:: DOCUMENT PASSAGE ::

Complicity of Health Care Professionals During the Nazi Regime; Lessons for Today

Course Leader(s)
Day of Week: Thursday
Course Length: 5 weeks
Starting: 04/11/2024
Ending: 05/09/2024
Period of Day: Period 2 Zoom
Time: 11:30 - 1:00
Course Fee: $50

Course Description:

Recently the Lancet, a British medical journal, set up a commission to review the significant role that health care professionals played in formulating, supporting, and implementing inhumane and often genocidal policies during the reign of the Nazi regime. Based upon this review, a paper was published in the Lancet in November 2023 titled The Lancet Commission on Medicine, Nazism, and the Holocaust: historical evidence, implications for today, teaching for tomorrow. In this paper, the Commission pointed out the relevance of events described in this historical overview to current bioethics and health care practices. The text of this paper consists of 54 pages and is divided into six sections and a conclusion:

  1. Historical overview of medicine during Nazism and the Holocaust.
  2. Grappling with medicine’s role during Nazism after World War 2.
  3. Key implications for contemporary medicine and medical education.
  4. Specific implications for contemporary health care.
  5. Conceptual framework for teaching medicine, Nazism, and the Holocaust.
  6. A roadmap for teaching the history of medicine, Nazism and the Holocaust.
  7. Conclusion.

:::
:: GIVEN INFORMATION ::

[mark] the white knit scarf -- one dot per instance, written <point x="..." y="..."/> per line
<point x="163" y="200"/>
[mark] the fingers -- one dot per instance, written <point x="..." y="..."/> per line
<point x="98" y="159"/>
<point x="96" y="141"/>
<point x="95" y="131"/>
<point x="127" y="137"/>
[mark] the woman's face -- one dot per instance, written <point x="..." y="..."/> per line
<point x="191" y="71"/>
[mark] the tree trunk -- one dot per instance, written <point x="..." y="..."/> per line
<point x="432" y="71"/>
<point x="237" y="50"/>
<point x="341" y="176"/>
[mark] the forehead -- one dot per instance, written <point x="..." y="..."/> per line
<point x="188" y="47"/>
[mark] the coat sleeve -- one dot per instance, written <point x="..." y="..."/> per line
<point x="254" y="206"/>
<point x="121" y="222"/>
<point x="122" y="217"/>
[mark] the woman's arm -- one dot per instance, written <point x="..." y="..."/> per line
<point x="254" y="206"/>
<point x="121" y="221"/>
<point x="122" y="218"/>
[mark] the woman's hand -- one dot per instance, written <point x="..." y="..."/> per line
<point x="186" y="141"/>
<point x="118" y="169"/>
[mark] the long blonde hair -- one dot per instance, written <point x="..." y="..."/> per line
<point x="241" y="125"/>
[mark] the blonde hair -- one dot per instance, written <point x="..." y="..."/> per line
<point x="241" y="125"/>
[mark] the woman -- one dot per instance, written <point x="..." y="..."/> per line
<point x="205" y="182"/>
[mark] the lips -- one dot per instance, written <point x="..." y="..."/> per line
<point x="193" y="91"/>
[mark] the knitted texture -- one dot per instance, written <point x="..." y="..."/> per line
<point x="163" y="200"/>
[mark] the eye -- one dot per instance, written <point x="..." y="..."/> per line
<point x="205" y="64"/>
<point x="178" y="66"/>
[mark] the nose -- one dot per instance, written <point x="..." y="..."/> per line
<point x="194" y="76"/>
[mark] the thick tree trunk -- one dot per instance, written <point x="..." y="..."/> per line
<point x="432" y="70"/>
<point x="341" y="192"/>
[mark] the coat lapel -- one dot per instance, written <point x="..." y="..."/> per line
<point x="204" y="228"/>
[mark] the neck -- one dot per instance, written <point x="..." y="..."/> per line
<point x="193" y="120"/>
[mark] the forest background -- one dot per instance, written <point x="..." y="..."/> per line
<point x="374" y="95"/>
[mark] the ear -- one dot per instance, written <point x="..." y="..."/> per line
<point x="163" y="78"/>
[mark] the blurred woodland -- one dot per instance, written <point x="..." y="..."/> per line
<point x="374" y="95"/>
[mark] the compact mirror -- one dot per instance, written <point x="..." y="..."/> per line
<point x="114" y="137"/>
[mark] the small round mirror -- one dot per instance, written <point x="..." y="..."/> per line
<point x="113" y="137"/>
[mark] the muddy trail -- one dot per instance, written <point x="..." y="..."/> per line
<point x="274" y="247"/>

:::

PROBLEM STATEMENT: Rewrite the course description from "3. Key implications" up to and including "Nazism, and the Holocaust.", putting "present-day" in place of "contemporary".

EXERCISE RESPONSE:
3. Key implications for present-day medicine and medical education.
  4. Specific implications for present-day health care.
  5. Conceptual framework for teaching medicine, Nazism, and the Holocaust.